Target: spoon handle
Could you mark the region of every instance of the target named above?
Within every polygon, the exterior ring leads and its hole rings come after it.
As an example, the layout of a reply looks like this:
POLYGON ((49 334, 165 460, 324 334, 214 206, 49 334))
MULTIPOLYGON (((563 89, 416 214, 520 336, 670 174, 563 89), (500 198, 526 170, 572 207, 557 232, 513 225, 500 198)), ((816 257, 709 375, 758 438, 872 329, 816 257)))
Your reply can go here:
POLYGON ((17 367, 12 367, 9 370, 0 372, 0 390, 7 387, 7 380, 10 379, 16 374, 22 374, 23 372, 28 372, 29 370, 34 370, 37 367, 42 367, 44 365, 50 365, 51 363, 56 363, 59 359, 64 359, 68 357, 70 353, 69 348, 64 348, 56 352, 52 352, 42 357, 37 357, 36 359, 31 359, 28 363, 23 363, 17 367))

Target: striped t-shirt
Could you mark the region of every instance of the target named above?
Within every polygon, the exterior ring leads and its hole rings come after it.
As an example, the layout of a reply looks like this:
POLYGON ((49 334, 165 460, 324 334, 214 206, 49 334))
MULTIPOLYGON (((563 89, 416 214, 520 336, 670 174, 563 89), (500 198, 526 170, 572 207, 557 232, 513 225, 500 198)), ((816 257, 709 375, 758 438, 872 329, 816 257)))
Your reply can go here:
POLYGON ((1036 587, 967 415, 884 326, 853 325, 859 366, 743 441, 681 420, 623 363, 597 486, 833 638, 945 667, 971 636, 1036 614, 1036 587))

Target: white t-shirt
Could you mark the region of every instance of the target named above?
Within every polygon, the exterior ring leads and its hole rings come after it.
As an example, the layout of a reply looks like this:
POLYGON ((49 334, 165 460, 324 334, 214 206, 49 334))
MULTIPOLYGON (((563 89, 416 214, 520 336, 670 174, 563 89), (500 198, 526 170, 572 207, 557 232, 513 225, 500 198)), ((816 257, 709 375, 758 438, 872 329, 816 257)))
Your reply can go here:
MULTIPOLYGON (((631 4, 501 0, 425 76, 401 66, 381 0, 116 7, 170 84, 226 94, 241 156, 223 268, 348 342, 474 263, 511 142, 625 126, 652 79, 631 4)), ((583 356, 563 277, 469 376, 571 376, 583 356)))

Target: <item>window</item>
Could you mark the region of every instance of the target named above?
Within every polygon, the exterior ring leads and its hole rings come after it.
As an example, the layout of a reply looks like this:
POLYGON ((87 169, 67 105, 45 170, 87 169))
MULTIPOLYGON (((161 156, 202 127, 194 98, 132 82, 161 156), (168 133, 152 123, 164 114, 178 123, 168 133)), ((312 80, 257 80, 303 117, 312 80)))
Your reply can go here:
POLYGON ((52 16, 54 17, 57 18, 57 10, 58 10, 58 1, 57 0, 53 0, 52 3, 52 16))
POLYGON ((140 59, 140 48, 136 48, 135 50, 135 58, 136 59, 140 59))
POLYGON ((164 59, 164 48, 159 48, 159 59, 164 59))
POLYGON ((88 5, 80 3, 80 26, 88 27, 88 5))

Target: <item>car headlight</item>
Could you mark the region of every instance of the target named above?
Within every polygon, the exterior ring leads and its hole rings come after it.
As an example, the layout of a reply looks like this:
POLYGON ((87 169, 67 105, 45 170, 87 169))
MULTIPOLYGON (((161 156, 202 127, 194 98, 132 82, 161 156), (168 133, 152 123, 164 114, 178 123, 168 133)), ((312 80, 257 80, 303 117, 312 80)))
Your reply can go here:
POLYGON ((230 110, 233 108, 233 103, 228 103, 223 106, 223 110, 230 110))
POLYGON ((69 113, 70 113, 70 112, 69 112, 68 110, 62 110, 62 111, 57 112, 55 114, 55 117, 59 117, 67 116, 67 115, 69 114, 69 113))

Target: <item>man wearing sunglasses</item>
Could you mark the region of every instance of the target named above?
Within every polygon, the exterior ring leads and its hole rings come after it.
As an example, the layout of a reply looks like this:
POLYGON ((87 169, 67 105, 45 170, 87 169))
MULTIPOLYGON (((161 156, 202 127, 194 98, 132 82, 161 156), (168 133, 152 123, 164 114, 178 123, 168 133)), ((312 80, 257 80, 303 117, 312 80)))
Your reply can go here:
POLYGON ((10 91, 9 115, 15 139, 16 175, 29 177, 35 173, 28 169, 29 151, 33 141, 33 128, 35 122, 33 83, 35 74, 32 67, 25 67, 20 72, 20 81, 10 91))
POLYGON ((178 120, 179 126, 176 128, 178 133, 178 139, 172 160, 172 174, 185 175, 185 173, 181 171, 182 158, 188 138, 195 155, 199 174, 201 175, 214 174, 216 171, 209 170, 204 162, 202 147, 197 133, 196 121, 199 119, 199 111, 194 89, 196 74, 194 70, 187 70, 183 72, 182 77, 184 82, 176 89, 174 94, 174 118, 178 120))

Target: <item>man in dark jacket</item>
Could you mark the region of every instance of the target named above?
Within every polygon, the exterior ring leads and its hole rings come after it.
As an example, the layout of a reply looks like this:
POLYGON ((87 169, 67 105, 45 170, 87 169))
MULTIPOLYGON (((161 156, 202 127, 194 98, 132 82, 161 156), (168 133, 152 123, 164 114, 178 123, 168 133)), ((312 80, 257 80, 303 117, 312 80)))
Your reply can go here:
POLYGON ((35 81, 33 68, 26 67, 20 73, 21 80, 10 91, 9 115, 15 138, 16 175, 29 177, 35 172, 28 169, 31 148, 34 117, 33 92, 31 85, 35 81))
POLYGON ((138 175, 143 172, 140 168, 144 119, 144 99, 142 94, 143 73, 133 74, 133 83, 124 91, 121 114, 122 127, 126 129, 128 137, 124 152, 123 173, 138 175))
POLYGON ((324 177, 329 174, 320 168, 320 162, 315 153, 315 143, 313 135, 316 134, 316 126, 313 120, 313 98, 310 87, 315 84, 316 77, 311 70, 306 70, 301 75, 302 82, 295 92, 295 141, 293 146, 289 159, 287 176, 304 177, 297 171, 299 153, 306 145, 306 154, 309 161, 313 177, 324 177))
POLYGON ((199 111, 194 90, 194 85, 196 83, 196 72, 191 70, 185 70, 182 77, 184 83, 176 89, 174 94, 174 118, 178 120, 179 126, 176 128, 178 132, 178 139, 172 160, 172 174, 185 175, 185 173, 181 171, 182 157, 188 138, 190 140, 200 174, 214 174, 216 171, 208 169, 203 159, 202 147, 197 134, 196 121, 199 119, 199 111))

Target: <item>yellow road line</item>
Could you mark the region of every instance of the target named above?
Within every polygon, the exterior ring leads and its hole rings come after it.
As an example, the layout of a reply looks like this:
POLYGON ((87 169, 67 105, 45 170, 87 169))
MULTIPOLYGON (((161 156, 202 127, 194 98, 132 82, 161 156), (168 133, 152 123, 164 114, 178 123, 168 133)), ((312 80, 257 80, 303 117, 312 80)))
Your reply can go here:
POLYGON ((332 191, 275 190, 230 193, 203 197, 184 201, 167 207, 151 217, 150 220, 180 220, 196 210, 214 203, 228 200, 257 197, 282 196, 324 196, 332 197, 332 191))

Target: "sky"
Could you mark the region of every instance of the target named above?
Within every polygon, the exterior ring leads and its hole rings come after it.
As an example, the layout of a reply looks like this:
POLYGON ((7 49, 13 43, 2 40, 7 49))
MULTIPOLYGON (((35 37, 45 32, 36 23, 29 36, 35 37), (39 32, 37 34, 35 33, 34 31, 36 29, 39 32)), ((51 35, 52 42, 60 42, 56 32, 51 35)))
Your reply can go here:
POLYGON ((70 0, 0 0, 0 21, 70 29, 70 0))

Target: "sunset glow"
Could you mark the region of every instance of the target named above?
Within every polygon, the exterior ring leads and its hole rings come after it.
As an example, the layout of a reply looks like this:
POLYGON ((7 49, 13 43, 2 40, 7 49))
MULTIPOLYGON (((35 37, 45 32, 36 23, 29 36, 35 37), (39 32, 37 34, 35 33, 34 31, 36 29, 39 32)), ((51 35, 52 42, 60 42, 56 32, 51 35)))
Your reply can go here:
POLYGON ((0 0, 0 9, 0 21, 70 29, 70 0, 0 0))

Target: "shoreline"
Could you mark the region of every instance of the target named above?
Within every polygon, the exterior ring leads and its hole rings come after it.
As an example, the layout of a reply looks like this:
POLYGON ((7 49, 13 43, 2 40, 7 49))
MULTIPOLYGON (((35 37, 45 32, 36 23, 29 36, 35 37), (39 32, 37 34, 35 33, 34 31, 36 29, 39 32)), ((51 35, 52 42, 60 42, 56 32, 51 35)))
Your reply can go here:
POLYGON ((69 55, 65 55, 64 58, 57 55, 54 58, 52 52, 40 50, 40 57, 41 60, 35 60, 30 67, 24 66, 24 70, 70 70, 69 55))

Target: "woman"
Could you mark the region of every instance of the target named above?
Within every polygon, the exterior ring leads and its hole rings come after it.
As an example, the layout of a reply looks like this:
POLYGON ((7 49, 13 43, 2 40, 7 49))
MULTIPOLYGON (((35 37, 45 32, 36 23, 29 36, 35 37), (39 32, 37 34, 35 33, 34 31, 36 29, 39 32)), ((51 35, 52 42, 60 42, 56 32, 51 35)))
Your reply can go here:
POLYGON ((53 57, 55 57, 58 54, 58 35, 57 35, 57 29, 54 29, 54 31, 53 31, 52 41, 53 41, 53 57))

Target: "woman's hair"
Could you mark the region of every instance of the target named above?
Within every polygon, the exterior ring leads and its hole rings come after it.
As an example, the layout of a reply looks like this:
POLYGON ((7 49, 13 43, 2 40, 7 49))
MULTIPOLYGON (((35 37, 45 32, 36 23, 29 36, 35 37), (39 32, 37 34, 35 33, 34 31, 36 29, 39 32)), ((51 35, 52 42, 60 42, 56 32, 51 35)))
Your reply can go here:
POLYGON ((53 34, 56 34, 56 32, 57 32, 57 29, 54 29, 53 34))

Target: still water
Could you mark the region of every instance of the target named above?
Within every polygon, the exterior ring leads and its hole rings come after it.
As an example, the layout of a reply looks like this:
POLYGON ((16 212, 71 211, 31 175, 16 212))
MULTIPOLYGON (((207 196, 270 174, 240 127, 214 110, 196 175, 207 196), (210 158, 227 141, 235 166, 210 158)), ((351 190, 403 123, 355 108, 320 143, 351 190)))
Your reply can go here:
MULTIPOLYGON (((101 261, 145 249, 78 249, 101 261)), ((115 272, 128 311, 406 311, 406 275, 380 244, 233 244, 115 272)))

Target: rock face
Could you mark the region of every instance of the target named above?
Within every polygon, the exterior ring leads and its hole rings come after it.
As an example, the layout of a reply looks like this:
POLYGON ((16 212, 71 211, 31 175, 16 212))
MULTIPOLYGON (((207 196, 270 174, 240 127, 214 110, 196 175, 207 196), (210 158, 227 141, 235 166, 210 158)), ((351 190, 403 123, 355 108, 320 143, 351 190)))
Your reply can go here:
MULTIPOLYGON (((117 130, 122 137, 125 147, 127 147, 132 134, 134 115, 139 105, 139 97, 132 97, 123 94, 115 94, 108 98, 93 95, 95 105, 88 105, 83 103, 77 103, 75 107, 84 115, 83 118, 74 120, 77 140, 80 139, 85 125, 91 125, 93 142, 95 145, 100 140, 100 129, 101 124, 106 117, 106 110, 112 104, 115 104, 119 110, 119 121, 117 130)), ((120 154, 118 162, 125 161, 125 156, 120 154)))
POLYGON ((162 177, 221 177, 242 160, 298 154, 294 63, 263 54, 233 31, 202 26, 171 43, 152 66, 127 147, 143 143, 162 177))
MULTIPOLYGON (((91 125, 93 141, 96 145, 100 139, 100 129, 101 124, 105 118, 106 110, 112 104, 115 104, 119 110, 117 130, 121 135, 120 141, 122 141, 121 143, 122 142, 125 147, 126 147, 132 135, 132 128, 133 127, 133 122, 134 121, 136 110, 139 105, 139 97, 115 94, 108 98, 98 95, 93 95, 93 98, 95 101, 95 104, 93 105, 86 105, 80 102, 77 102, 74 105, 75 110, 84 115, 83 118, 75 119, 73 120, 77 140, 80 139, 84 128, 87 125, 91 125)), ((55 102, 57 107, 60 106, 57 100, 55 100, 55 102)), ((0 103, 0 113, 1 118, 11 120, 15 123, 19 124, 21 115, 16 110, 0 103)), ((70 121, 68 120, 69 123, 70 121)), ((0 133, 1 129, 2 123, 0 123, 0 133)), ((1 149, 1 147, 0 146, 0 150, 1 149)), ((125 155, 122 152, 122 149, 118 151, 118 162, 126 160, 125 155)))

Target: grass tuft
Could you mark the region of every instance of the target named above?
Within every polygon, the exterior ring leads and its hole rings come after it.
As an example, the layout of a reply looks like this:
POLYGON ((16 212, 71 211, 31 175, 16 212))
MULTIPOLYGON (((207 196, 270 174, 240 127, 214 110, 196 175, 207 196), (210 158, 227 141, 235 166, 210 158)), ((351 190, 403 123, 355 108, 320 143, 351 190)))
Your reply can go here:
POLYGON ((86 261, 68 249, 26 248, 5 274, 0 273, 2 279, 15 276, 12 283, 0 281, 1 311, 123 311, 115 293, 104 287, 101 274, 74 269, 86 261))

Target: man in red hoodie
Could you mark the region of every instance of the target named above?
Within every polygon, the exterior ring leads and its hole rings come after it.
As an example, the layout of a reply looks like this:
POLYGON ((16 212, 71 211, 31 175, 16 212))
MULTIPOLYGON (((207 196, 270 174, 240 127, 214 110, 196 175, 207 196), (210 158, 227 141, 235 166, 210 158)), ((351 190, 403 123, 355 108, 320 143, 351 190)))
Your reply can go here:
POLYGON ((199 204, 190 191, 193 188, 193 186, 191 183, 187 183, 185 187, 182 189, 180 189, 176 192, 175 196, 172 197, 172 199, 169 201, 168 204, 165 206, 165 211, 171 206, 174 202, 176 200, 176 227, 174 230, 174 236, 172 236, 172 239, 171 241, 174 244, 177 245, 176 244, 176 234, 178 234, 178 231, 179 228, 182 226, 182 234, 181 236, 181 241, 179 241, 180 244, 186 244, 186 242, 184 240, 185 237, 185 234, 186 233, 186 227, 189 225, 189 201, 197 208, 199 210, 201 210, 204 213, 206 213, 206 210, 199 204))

_Work to complete_. Could you resize the records from their start through the line containing "POLYGON ((1036 587, 967", writing out every line again, requests included, and multiplying each polygon coordinate in the answers by 0.95, rounded to whole numbers with halves going up? Keep the numbers in the requests and their format samples as they are.

_Correct answer_.
Target: spoon handle
Could you mark the region of every instance of the target named above?
Within every polygon, the exterior ring leads and its hole rings come after it.
As an example, the layout of a reply looks like this:
POLYGON ((49 334, 165 460, 324 334, 214 206, 49 334))
MULTIPOLYGON (((563 89, 416 214, 520 336, 670 174, 563 89), (500 198, 526 170, 572 207, 557 232, 513 225, 500 198)), ((816 257, 709 375, 758 438, 872 329, 816 257)))
Your reply can go here:
POLYGON ((16 349, 11 349, 9 352, 0 353, 0 371, 7 368, 7 361, 10 360, 15 355, 21 355, 22 353, 27 353, 28 352, 32 352, 35 349, 40 349, 42 347, 48 347, 48 345, 53 345, 56 341, 61 341, 65 339, 67 335, 66 331, 61 331, 53 334, 49 334, 40 339, 35 339, 34 341, 29 341, 27 345, 22 345, 16 349))

Target: striped t-shirt
Could you mark the region of every instance of the target named above?
Within every polygon, the exterior ring leads and its hole rings come after it.
As an example, the layout of a reply looks like this:
POLYGON ((49 334, 165 460, 324 334, 214 206, 49 334))
MULTIPOLYGON (((563 89, 416 214, 520 336, 670 174, 563 89), (500 198, 526 170, 572 207, 557 232, 513 225, 500 198)), ((816 257, 709 375, 758 438, 872 329, 816 257)))
Your reply can go here:
POLYGON ((984 558, 919 394, 840 310, 810 309, 816 348, 706 419, 647 399, 592 345, 567 462, 791 606, 898 634, 922 604, 984 583, 984 558))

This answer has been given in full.